**Task objective**
Carry on the commentary below about Wall Street reform and the fiscal cliff, picking up right after its last sentence.

-------- Document extract --------

2. The next Treasury Secretary matters tremendously for the biggest financial-regulatory issue of the day – the unaddressed problem of Too Big To Fail banks.  Secretary Geithner pre-announced that he would not serve in a second Obama administration[2] so the hunt for a new Treasury Secretary is now underway.  Geithner’s utterly failed to address the TBTF problem and pushed the Obama administration into a business-as-usual, same-guys-in-charge approach to Wall Street reform.  Secretary Paulson’s background as the former Goldman chief who grew up professionally with the rest of Wall Street’s heads played an inordinate role in selecting the winners and losers of the Credit Crunch of 2008, along with in providing the ultimate government backstop for the country’s biggest financial firms.  Had Paulson come from any other industry – instead of finance – he would have seen what the rest of us saw: It’s unconscionable to allow firms to pay executive bonuses[3] in the same year that the firms were bailed out by taxpayers.  Geithner continued Paulson’s protective approach to Wall Street banks, rather than seizing the opportunity to extract real concessions or reform when the industry needed the government to survive.

I’m not suggesting we put someone like Elizabeth Warren[4] in charge, but we need someone who can independently evaluate what parts of Wall Street need supporting and which parts need curbing.  Somebody, in other words, who didn’t spend his or her entire life working on the Street.

3. The “Fiscal Cliff” and fiscal responsibility.

Obviously the FC now becomes the next hot topic for overheated punditry, at least until we pass the January deadline.

I’m not optimistic about the tone of the discussion nor about the possible results of fiscal compromise, but I do have my wishes.

I wish that, with elections for Congress now two years away, can we have less complete bullshit when it comes to fiscal policy positions?  Would that be too much to ask?

One party’s leader says the solution lies in tax cuts.  The other party’s leader says the solution lies in more generous social spending.  One party’s leader says military spending is untouchable.  The other party’s leader says transfer payments and social safety net spending is untouchable.  All those proposals leave us in a worse fiscal position as a nation.

Hey guys?  Can you treat us like grown-ups?  We can handle a bit more truth than you’re giving us credit for.  We know budget deficits have a terrible trajectory and only a combination of tax hikes and spending cuts will correct the course.

Say what you will about the 2016 Republican nominee, Gov. Chris Christie, he’s proved that refreshingly blunt and seemingly unpopular – but honest talk – can appeal to both sides of the political aisle.  Let’s have some more of that as we drive, full throttle, toward the Fiscal Cliff.

-------- Stored rows --------

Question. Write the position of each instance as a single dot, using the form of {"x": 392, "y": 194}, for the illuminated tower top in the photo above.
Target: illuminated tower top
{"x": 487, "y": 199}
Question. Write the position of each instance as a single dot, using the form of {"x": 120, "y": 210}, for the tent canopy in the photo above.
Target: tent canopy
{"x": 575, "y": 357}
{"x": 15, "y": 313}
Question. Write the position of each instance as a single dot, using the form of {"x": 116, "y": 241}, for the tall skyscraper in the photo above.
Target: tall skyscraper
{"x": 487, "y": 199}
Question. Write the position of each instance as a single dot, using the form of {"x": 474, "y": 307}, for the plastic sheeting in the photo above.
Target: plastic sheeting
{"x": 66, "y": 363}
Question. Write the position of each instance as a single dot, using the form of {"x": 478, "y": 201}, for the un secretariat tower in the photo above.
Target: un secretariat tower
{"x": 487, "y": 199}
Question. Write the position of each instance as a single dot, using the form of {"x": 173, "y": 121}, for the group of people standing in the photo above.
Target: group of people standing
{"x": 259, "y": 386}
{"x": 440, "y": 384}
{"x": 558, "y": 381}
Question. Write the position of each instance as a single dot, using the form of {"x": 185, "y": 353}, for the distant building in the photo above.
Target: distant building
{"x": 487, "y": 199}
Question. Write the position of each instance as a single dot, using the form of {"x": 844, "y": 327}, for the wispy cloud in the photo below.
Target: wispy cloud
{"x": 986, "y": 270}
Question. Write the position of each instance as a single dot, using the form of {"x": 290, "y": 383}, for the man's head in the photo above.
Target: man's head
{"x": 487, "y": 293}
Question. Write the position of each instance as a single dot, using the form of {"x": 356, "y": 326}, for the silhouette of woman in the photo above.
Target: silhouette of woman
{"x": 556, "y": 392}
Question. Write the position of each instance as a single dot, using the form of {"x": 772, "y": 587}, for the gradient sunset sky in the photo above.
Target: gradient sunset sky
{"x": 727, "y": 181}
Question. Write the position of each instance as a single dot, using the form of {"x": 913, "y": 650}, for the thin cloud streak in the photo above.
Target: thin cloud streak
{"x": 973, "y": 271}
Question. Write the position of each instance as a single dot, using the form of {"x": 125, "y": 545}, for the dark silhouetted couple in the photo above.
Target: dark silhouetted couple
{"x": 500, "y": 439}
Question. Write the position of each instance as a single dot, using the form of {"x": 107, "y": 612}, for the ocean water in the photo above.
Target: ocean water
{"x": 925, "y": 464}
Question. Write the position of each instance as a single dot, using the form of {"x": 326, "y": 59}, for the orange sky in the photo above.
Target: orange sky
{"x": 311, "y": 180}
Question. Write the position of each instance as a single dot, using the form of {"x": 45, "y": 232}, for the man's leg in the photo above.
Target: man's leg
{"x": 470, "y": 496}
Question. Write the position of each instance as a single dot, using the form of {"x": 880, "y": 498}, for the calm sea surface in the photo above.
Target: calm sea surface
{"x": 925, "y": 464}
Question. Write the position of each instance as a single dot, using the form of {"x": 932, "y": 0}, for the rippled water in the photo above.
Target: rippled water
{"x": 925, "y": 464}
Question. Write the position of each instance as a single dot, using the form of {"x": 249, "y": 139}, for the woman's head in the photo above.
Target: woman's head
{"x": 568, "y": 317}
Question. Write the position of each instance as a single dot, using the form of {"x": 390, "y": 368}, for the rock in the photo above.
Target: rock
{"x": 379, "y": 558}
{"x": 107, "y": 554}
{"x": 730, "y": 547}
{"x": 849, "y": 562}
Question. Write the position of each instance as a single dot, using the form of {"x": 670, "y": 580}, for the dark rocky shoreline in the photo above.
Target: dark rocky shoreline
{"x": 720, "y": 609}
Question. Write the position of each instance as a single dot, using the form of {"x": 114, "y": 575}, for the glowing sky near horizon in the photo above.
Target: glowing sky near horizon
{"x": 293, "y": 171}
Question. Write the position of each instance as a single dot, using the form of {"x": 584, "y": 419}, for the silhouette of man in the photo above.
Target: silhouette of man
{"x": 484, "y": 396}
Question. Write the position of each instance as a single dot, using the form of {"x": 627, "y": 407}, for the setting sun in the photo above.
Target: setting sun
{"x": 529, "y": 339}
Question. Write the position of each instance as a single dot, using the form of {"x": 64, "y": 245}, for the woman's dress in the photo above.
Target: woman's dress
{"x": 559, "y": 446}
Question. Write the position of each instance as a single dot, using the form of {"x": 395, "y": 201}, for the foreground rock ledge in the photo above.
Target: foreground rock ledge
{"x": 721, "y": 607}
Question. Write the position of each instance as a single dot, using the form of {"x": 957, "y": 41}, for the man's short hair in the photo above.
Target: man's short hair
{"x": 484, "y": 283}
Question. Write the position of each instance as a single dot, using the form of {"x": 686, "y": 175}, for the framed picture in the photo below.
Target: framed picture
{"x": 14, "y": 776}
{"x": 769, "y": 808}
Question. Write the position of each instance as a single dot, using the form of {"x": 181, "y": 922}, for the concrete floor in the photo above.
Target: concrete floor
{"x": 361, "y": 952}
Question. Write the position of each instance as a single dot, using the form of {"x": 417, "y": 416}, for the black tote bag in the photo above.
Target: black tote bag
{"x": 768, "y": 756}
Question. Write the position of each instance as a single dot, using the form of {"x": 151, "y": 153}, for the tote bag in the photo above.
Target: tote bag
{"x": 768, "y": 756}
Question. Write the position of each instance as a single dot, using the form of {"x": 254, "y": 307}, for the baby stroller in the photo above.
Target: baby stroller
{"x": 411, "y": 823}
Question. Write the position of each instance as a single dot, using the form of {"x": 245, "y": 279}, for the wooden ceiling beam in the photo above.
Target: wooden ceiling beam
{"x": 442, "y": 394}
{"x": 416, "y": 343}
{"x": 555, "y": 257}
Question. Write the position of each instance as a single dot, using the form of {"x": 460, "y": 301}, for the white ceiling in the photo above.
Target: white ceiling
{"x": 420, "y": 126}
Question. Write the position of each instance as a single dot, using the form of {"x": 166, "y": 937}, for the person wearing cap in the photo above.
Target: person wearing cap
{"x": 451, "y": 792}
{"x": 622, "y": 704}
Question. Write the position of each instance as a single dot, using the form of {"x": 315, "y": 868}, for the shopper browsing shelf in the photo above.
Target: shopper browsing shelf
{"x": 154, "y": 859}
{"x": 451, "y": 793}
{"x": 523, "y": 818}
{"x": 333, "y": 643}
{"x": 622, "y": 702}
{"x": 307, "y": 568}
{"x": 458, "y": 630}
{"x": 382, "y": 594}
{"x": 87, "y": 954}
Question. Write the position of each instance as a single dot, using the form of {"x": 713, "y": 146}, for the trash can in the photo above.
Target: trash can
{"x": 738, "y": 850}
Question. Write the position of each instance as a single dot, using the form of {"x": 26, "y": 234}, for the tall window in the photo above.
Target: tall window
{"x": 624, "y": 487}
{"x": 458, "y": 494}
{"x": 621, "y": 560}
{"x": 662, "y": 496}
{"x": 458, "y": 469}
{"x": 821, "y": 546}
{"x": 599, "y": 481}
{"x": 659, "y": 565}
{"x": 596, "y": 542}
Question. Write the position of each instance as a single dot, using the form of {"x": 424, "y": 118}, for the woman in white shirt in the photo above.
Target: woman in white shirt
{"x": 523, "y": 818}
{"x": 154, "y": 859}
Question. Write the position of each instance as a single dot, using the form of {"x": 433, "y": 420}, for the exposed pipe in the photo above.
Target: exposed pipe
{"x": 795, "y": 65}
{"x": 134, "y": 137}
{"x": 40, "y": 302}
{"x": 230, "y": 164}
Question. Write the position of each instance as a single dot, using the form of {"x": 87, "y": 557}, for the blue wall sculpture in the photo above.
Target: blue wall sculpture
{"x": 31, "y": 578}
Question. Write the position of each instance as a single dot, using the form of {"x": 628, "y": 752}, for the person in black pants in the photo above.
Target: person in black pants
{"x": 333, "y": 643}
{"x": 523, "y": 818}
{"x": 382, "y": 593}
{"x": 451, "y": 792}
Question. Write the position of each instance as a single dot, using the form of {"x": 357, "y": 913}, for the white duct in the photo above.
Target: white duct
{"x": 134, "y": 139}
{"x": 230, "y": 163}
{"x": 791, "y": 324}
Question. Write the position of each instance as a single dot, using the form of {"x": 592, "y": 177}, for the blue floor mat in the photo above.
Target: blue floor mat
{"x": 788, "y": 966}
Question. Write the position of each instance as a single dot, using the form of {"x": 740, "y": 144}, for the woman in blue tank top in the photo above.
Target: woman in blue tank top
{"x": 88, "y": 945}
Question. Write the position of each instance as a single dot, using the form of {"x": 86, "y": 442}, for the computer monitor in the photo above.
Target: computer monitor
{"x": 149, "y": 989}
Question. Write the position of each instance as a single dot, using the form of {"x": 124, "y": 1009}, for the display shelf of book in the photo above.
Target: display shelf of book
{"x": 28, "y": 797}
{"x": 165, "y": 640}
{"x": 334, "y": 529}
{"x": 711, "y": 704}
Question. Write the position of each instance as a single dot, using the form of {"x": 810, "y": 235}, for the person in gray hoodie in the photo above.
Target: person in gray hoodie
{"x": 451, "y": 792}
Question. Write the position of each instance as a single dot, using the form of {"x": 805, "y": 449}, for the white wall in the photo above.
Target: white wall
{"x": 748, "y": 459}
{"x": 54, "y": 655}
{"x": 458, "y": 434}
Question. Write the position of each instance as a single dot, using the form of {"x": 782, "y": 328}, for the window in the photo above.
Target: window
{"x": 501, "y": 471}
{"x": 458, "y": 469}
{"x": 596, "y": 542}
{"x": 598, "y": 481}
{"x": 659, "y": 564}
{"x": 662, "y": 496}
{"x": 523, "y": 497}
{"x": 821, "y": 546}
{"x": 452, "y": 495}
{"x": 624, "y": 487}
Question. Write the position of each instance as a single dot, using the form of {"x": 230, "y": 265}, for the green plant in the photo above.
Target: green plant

--------

**Expected answer**
4. Tax policy

I’ll have more to write about this shortly, but one of interesting lessons of Mitt Romney’s candidacy is how little the US electorate understands, or cares to understand, about our income tax policies.

By releasing only his 2010 and 2011 income tax returns, Romney effectively obfuscated his financial background.  He signaled (albeit quietly) that his tax-planning strategies were so aggressive that their release would explode his electoral chances.  And yet, I don’t think this cost him anything real in the end in terms of votes.  He calculated – correctly! – that the electorate’s ignorance of current tax policies, and popular tax-planning strategies of the wealthy would protect him.

Despite heightened resentment toward the wealthy, I observe the “99%,” for the most part, has no idea what they don’t know.  They can’t even conceive of the many ways someone like Romney avoids paying his proportionate share of taxes.  Romney knew that, and he was not about to wake that ignorant, sleeping giant by revealing his methods in the unreleased tax returns.

[1] Because professional traders pay attention to data and evidence, not pundits trying to hype a competitive race.  Which is why Nate Silver is a the mutherflipping P.I.M.P. of the moment.

[3] Bonuses are for success.  Bonuses are optional.  Bonuses should reflect private profit and should never be paid by borrowing from taxpayers.  Only a deeply embedded executive like Paulson could have missed the implications of this.

[4] I know I may sound strident when it comes to Wall Street reform, but I actually admire the industry very much and I want it to thrive.  Warren, by contrast, strikes me as overly ideological when it comes to Wall Street, incapable of seeing the positive.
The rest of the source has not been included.